- **Exercise objective**:
No record may be omitted; give all of them again exactly.

________________________

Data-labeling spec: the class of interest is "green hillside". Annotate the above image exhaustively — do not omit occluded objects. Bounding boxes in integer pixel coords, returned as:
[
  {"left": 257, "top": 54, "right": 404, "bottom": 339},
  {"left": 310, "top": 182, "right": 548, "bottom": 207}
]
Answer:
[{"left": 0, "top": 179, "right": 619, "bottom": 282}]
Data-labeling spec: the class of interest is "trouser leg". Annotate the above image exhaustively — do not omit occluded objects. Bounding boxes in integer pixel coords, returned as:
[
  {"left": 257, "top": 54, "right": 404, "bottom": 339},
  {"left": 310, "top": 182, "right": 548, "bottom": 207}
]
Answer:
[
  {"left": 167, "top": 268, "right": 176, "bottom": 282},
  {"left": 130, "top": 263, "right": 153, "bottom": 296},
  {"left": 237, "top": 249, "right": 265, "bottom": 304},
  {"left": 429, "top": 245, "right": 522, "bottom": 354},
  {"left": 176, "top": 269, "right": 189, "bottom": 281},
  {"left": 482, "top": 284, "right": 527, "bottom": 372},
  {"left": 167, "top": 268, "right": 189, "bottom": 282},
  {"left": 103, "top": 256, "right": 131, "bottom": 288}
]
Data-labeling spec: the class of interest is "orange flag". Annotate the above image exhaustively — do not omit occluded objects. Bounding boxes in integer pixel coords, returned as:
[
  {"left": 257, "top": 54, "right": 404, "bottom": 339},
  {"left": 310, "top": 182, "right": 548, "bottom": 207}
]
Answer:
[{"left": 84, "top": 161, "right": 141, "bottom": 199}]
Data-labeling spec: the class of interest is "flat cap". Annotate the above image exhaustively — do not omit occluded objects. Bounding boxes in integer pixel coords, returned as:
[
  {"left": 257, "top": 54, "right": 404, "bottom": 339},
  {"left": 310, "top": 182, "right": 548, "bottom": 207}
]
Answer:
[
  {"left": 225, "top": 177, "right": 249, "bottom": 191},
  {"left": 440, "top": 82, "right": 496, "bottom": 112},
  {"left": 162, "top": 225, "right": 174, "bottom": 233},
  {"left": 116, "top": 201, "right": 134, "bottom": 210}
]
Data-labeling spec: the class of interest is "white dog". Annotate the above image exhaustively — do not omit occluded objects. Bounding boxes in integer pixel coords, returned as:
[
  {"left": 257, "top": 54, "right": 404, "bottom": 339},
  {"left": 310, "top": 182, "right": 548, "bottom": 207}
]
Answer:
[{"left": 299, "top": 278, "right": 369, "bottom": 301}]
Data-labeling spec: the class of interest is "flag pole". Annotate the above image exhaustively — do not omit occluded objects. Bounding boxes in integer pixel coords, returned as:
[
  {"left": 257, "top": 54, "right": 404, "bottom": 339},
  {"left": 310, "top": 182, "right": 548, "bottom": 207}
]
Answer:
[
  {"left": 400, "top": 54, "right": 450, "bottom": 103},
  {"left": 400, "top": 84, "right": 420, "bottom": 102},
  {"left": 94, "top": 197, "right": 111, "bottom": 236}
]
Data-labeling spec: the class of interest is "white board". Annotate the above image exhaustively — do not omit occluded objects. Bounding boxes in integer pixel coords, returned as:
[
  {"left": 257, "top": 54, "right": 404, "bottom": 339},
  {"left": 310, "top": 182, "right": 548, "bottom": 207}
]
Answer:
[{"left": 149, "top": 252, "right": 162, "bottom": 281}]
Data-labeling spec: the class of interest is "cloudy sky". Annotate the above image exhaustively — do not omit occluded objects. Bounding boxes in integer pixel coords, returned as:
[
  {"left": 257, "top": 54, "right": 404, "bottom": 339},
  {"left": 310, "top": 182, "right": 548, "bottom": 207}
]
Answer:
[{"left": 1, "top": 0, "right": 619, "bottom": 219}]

________________________

- **Response for this exercise**:
Data-labeling spec: the class of interest is "green hillside". Annotate the above image exhaustively — do not omit occluded objects. Bounding boxes in integer pixel coords, returned as:
[
  {"left": 257, "top": 54, "right": 404, "bottom": 339},
  {"left": 310, "top": 182, "right": 548, "bottom": 207}
]
Answer:
[{"left": 0, "top": 179, "right": 619, "bottom": 282}]
Data-labeling spec: the class of interest is "trouser leg". Annotate the above image exhaustively — do not omit occluded objects. Bounding boxes in integer pixel coords, returned as:
[
  {"left": 257, "top": 54, "right": 404, "bottom": 339},
  {"left": 310, "top": 182, "right": 548, "bottom": 207}
]
Answer:
[
  {"left": 167, "top": 268, "right": 176, "bottom": 282},
  {"left": 130, "top": 263, "right": 153, "bottom": 296},
  {"left": 237, "top": 249, "right": 265, "bottom": 304},
  {"left": 429, "top": 245, "right": 522, "bottom": 354},
  {"left": 176, "top": 269, "right": 189, "bottom": 281},
  {"left": 482, "top": 284, "right": 527, "bottom": 372},
  {"left": 167, "top": 268, "right": 189, "bottom": 282},
  {"left": 103, "top": 256, "right": 131, "bottom": 288}
]
Data-labeling spec: the class of interest is "orange flag". Annotate the above image exhaustively — do not omit occluded objects. Bounding boxes in integer pixel coords, returned as:
[
  {"left": 257, "top": 54, "right": 404, "bottom": 339},
  {"left": 310, "top": 182, "right": 548, "bottom": 207}
]
Answer:
[{"left": 84, "top": 161, "right": 141, "bottom": 199}]
Data-labeling spec: the class of interest is "flat cap". Annotate the above image exhaustively — do not omit occluded objects. Bounding boxes in integer pixel coords, returned as:
[
  {"left": 257, "top": 54, "right": 404, "bottom": 339},
  {"left": 310, "top": 182, "right": 548, "bottom": 207}
]
Answer:
[
  {"left": 225, "top": 177, "right": 249, "bottom": 191},
  {"left": 440, "top": 82, "right": 496, "bottom": 112},
  {"left": 162, "top": 225, "right": 174, "bottom": 233},
  {"left": 116, "top": 201, "right": 134, "bottom": 210}
]
Data-labeling spec: the class of interest is "white dog". Annotate the above image exhaustively — do not omit occluded objects. Bounding boxes in integer pixel coords, returned as:
[
  {"left": 257, "top": 54, "right": 404, "bottom": 339},
  {"left": 310, "top": 182, "right": 548, "bottom": 207}
]
Answer:
[{"left": 299, "top": 278, "right": 369, "bottom": 301}]
Data-labeling spec: the class of interest is "flag pole". Annotate the above image exhaustively — do not omit occluded objects. Bounding boxes in integer pixel coords, returned as:
[
  {"left": 257, "top": 54, "right": 404, "bottom": 339},
  {"left": 310, "top": 182, "right": 548, "bottom": 207}
]
Answer:
[
  {"left": 400, "top": 54, "right": 450, "bottom": 103},
  {"left": 400, "top": 84, "right": 420, "bottom": 102},
  {"left": 94, "top": 197, "right": 111, "bottom": 236}
]
Data-labeling spec: the class of interest is "white board". Annotate the above image exhaustively — do not omit occluded objects. Bounding boxes in integer pixel coords, returned as:
[
  {"left": 257, "top": 54, "right": 404, "bottom": 339},
  {"left": 310, "top": 182, "right": 548, "bottom": 207}
]
Answer:
[{"left": 149, "top": 252, "right": 162, "bottom": 281}]
Data-labeling spec: the class of interest is "cloudy sky". Annotate the above image exhaustively — do not omit occluded objects. Bounding boxes in integer pixel coords, returned as:
[
  {"left": 257, "top": 54, "right": 404, "bottom": 339},
  {"left": 310, "top": 182, "right": 548, "bottom": 207}
]
Answer:
[{"left": 1, "top": 0, "right": 619, "bottom": 219}]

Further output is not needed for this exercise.